-- Task description --
Translate this sentence from the book review into Spanish: "As was the case in previous installments, the real star of this series isn’t the plot, but Cronin’s gorgeously evocative prose: it’s descriptive without slipping into floridity, reflecting a grand storytelling tradition without being overpowered by it."

-- Extract provided --
You’d be forgiven for thinking that this plot sounds an awful lot like Stephen King’s “The Stand.” And it’s fair to say that here, the “main” plot doesn’t burn as fiercely as anything in “The Passage” or “The Twelve,” In the wake of those novels’ climactic final scenes, Cronin struggles to give his story the visceral kick it demands. The postapocalyptic story can’t help feeling a bit threadbare at this point – readers have spent hundreds of pages going over similar ground, and a few more outbreaks of brutality don’t do much to drive the narrative arc forward.
“The City of Mirrors” is at its best when it breaks storytelling conventions. About a third of the way in, there’s an extended flashback in which Cronin outlines his antagonist’s disquietingly sympathetic backstory – a tale of family schism, Ivy League arrogance, and forgone love that feels like a contemporary F. Scott Fitzgerald tale. It’s so good that it could conceivably stand on its own as a breathtakingly beautiful novelette, and is easily the best part of the novel. Similarly, Cronin caps off his tome with an epilogue that captures and distills the trilogy’s themes down to their purest essence.
As was the case in previous installments, the real star of this series isn’t the plot, but Cronin’s gorgeously evocative prose: it’s descriptive without slipping into floridity, reflecting a grand storytelling tradition without being overpowered by it. In that sense, “The City of Mirrors” is a great achievement: readers weary of the workmanlike prose that often pervades the sci-fi genre will find much to love about Cronin’s trilogy.
Readers who (like me) have read the novels as they’ve released one-by-one over the years may find it hard to slip back into Cronin’s story, and newcomers will likely be hopelessly lost. In the wake of Cronin’s talented pen, however, it’s a largely painless journey – and indeed, a welcome return.
It doesn’t quite deliver on its predecessors’ ferocious novelty, but “The City of Mirrors” is certainly a cut above the rest of its genre.
*I received an advance copy of this book from NetGalley in exchange for my honest review. No other compensation was provided.

-- Raw records --
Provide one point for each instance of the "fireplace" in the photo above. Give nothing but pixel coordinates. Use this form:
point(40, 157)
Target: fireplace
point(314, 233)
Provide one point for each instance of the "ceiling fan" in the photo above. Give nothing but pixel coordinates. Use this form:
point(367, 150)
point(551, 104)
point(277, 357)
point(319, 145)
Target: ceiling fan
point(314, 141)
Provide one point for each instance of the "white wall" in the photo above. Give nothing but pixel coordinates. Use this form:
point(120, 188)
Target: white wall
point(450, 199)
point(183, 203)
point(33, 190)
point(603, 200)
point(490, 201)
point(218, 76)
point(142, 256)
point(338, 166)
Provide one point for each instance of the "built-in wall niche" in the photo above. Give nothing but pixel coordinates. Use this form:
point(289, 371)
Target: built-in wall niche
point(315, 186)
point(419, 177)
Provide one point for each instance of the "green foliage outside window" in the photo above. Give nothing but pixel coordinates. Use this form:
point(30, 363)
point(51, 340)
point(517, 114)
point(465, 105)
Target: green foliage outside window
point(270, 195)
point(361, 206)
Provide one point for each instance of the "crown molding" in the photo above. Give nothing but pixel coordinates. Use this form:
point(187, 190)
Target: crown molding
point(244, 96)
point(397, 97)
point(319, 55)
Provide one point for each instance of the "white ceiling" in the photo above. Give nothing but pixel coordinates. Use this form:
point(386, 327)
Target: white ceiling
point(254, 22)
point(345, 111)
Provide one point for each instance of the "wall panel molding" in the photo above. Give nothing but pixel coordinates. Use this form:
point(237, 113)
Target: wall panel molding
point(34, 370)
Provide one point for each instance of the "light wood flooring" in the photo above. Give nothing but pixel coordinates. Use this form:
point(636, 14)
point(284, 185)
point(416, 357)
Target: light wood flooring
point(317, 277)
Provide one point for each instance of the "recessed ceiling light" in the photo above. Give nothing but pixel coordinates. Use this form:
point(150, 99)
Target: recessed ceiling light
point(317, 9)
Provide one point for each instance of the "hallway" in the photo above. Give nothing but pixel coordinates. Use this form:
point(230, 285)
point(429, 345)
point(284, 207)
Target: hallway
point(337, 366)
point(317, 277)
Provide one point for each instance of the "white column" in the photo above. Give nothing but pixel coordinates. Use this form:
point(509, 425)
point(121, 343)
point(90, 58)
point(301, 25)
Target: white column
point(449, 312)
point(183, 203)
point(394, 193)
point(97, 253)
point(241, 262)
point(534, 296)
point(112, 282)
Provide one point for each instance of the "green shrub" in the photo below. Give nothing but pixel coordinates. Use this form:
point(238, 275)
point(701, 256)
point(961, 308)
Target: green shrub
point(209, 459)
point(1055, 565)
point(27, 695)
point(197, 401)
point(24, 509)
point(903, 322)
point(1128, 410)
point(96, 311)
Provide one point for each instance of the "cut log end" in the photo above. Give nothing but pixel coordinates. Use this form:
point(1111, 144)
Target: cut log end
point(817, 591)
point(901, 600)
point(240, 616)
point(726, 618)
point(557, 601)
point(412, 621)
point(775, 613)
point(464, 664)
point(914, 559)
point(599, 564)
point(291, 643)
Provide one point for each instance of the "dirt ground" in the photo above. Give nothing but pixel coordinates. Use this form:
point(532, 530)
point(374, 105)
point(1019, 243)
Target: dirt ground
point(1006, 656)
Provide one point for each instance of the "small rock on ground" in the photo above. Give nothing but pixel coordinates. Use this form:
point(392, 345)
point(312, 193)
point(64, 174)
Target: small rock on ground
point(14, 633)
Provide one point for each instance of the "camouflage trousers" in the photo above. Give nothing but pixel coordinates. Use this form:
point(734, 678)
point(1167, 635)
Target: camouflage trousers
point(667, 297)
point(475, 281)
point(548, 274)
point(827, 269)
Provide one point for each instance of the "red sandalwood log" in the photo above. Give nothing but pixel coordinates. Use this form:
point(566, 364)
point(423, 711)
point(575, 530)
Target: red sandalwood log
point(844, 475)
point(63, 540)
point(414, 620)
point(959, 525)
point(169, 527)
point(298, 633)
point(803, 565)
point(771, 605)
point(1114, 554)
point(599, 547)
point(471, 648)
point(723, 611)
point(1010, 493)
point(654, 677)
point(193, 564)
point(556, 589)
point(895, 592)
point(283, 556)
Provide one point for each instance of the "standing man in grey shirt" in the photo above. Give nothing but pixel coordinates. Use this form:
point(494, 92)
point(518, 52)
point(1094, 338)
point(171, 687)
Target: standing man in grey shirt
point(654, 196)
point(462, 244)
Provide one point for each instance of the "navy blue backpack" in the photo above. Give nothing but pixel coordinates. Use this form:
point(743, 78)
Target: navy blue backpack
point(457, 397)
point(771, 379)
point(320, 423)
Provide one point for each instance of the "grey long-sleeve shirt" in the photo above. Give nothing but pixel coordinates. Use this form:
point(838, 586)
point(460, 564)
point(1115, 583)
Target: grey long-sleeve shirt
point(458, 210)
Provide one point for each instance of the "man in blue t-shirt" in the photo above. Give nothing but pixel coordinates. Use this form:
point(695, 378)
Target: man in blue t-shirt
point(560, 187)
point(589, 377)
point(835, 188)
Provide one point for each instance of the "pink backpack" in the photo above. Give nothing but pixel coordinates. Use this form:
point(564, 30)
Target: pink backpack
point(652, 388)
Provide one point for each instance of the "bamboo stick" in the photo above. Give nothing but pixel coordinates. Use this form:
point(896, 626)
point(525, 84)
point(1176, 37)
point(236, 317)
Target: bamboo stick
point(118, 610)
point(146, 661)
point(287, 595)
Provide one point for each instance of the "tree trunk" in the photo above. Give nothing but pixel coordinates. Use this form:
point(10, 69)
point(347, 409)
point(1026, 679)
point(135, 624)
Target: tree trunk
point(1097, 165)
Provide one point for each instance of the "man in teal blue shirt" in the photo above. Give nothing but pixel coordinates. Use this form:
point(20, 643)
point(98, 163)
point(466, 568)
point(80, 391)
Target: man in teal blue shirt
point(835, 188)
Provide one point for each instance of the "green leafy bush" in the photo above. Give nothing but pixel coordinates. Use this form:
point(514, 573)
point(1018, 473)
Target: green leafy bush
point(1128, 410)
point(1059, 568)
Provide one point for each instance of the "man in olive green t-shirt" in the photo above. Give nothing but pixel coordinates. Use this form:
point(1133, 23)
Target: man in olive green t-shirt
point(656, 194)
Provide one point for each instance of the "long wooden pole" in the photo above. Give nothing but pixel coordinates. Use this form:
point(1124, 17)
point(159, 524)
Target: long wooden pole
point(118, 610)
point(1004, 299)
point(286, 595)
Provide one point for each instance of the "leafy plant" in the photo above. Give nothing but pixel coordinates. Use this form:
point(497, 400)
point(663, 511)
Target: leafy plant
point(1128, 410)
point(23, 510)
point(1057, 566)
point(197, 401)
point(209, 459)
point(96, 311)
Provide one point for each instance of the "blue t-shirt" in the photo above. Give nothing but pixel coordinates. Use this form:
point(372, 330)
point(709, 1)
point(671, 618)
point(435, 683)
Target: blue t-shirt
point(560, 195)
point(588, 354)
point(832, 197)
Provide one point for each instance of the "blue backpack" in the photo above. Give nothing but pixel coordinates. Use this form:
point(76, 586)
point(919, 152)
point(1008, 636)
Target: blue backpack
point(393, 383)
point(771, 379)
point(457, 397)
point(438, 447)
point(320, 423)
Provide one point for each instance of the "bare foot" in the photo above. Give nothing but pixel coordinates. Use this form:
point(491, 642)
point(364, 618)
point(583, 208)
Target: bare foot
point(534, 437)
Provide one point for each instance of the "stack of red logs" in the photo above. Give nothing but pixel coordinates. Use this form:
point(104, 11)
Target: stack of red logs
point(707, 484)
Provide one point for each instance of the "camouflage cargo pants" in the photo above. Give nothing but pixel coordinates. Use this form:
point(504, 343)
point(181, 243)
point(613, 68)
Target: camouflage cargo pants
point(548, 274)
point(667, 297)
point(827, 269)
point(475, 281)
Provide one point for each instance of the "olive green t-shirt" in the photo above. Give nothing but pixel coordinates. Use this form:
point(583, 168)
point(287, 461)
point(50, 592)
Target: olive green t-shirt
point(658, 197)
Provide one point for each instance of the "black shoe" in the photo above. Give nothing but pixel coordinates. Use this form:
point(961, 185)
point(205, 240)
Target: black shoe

-- Written answer --
Como ocurrió en las entregas anteriores, la verdadera estrella de esta serie no es la trama, sino la prosa magníficamente evocadora de Cronin: es descriptiva sin caer en la ampulosidad y refleja una gran tradición narrativa sin dejarse abrumar por ella.